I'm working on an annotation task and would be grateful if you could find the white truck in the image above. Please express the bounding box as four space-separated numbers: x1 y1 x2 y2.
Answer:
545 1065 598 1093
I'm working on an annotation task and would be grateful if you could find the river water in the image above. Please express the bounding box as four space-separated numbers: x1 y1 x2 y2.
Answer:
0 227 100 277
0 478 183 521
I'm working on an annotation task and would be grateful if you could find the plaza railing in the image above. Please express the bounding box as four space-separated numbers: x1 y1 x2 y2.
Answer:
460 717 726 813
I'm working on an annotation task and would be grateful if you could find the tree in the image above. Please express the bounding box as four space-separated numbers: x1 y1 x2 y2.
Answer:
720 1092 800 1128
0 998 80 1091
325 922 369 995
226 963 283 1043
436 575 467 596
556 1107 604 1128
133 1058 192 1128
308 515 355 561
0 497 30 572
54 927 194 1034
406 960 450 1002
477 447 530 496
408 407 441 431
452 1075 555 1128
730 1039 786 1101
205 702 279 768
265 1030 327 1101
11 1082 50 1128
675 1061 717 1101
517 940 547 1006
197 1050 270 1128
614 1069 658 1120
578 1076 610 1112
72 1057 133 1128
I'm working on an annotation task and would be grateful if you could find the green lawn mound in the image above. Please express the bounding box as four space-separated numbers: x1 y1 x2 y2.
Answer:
= = = = =
Vervang "tree" door "oak tree" in alles vanaf de regel met "find the tree" tot en met de regel met "556 1107 604 1128". Geef dat stuk verder ongewijzigd weer.

JUIST ANTWOORD:
I'm working on an annotation task and would be grateful if you could find the oak tree in the image above. Please express the bounding box as four space-separated numbers: x1 y1 x2 y2.
Answer:
720 1092 800 1128
0 998 80 1091
325 922 369 995
226 963 283 1043
436 575 467 596
556 1107 604 1128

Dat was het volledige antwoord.